## Required action:
Below are some records. Return exactly the lines from the one with "task: outline every instance" to the one with "91 338 L 12", and nothing else.

## Stored records:
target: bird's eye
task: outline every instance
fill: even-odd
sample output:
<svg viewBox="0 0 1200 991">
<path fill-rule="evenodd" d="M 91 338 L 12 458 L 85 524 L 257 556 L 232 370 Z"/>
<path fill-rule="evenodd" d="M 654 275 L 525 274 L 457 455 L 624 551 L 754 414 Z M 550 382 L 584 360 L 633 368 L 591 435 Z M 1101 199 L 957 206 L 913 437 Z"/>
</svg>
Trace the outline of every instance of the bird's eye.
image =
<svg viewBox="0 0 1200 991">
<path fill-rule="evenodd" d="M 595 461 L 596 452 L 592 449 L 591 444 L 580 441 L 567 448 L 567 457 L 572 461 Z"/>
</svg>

## Task answer:
task: outline every instance
fill: even-odd
sample output:
<svg viewBox="0 0 1200 991">
<path fill-rule="evenodd" d="M 91 338 L 12 458 L 85 524 L 257 556 L 232 370 Z"/>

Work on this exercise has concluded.